#### Dataset content ####

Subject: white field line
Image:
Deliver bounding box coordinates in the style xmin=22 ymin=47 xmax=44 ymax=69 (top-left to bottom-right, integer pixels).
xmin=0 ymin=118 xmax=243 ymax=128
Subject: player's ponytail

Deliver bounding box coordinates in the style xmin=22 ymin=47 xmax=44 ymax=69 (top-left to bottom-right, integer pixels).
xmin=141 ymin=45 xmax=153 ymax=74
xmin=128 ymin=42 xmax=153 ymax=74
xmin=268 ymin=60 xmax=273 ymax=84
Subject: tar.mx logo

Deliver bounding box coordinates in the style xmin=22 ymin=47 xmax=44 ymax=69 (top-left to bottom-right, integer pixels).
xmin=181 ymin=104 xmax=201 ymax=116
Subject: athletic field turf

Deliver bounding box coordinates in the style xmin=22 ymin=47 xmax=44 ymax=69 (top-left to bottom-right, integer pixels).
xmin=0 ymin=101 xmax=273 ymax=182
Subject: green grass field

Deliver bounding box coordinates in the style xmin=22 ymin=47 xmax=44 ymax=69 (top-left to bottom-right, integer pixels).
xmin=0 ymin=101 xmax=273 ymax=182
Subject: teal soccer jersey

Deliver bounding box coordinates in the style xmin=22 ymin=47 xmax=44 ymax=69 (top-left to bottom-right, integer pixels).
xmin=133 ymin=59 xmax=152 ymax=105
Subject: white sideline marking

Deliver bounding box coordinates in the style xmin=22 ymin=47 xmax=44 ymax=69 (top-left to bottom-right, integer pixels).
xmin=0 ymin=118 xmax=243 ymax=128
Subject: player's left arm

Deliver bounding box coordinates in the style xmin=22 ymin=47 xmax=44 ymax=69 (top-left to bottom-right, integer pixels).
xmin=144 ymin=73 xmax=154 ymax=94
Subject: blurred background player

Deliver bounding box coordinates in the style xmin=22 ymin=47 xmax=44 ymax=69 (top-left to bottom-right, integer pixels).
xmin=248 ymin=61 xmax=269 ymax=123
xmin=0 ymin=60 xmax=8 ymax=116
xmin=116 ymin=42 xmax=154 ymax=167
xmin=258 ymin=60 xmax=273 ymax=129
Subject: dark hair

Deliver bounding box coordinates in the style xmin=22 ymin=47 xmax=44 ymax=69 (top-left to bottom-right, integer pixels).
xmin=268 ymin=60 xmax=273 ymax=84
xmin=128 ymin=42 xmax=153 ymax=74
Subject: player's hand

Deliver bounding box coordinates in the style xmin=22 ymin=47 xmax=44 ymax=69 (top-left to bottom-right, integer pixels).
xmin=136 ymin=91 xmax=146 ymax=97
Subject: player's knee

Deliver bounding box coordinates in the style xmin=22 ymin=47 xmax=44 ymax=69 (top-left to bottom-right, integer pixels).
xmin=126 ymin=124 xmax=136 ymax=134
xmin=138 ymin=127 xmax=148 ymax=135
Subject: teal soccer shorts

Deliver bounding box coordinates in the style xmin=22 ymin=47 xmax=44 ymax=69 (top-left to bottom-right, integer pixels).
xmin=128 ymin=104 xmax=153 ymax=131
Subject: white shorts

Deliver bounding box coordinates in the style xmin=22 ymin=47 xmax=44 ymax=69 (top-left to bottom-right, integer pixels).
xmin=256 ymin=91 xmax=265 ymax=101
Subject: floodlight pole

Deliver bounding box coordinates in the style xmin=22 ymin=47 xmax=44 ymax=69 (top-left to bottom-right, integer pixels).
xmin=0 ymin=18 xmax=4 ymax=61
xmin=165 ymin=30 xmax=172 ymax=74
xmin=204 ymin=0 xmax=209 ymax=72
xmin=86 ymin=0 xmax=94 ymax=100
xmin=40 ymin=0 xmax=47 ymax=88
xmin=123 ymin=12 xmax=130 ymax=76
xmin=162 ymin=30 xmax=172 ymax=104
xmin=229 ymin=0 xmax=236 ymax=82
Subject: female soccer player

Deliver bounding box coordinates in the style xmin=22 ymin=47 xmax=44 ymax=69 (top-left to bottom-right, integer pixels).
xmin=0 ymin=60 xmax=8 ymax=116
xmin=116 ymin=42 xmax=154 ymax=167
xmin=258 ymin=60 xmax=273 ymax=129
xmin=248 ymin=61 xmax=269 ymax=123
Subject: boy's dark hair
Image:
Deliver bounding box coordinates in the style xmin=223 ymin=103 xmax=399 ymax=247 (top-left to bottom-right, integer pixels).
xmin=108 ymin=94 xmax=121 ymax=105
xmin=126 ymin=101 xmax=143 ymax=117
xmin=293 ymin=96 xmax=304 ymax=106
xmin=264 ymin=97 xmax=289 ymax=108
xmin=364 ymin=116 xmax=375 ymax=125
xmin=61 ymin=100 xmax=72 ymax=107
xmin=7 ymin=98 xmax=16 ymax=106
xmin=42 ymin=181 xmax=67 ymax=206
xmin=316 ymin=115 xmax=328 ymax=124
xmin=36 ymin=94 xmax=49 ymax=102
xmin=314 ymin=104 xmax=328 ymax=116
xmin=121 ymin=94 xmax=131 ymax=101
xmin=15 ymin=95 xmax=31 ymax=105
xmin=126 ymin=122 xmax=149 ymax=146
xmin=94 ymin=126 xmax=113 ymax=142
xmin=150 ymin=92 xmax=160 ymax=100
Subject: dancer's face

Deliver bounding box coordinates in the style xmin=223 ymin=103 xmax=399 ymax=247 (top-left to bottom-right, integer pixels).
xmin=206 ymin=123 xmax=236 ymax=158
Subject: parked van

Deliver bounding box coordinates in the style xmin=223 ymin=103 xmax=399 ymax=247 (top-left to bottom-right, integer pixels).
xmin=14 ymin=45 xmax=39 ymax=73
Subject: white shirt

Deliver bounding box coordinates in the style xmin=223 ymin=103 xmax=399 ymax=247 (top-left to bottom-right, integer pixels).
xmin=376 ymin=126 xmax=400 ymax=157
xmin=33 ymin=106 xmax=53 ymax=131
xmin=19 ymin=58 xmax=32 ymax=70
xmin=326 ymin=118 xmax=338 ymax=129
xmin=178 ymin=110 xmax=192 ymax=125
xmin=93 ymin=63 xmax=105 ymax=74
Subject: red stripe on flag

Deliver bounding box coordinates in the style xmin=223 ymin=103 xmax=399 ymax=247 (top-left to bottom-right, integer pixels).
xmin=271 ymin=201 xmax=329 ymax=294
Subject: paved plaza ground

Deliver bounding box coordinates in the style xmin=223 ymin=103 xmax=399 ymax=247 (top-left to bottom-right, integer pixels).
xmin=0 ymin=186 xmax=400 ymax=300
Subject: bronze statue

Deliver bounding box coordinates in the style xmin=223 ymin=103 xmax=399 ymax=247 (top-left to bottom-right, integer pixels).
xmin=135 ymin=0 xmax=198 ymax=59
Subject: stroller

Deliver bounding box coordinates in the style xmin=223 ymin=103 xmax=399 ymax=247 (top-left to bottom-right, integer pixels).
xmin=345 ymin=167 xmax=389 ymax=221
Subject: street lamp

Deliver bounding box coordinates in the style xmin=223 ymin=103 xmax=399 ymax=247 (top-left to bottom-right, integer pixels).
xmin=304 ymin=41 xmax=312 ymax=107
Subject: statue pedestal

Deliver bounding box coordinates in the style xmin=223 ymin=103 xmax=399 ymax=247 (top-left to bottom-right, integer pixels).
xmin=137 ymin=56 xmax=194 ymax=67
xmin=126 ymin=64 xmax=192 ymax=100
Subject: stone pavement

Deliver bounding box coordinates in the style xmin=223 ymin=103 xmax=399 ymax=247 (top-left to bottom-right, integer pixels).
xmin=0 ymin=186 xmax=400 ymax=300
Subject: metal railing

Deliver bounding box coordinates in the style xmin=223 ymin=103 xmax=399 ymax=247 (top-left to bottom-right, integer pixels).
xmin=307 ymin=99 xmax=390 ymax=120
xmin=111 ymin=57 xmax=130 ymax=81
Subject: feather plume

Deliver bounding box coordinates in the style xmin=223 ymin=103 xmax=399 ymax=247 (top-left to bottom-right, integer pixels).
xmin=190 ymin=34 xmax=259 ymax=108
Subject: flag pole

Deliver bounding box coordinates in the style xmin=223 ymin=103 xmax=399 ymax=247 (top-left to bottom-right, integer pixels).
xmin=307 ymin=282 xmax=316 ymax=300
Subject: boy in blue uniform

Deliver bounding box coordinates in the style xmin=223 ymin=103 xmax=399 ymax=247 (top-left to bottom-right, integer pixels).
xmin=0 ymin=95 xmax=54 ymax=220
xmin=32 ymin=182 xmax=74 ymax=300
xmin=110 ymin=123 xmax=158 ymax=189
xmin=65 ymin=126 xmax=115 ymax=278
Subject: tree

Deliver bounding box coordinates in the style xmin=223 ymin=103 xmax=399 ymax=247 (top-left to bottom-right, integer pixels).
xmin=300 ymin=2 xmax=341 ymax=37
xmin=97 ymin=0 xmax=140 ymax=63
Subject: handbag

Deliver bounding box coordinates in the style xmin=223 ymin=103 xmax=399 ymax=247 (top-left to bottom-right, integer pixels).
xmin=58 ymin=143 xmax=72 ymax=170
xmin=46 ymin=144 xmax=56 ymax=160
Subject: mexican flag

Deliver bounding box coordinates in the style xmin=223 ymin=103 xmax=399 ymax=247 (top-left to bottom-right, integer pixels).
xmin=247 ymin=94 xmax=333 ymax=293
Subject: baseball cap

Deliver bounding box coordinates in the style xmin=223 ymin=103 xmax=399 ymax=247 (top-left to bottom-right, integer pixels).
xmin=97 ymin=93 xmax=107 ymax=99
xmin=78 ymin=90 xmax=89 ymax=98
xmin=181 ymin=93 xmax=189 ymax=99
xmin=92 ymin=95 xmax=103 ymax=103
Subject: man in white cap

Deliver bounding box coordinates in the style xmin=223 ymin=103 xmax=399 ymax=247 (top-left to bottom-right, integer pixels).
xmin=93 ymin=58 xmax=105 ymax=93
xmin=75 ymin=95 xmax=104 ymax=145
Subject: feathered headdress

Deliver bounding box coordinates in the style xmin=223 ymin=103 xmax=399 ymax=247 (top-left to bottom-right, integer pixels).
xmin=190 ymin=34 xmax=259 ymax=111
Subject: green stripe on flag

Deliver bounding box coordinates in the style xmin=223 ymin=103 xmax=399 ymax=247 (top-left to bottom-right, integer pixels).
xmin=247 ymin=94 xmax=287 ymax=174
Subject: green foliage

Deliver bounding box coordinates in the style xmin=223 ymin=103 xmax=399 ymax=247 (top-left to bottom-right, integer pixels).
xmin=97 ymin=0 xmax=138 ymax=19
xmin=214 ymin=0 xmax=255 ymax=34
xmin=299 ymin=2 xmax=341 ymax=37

####

- [Work instructions] Count the lines in the items above that contain the string "flag", treating uppercase and lowercase as distinct. Reply with the number alone.

- [Expected answer] 4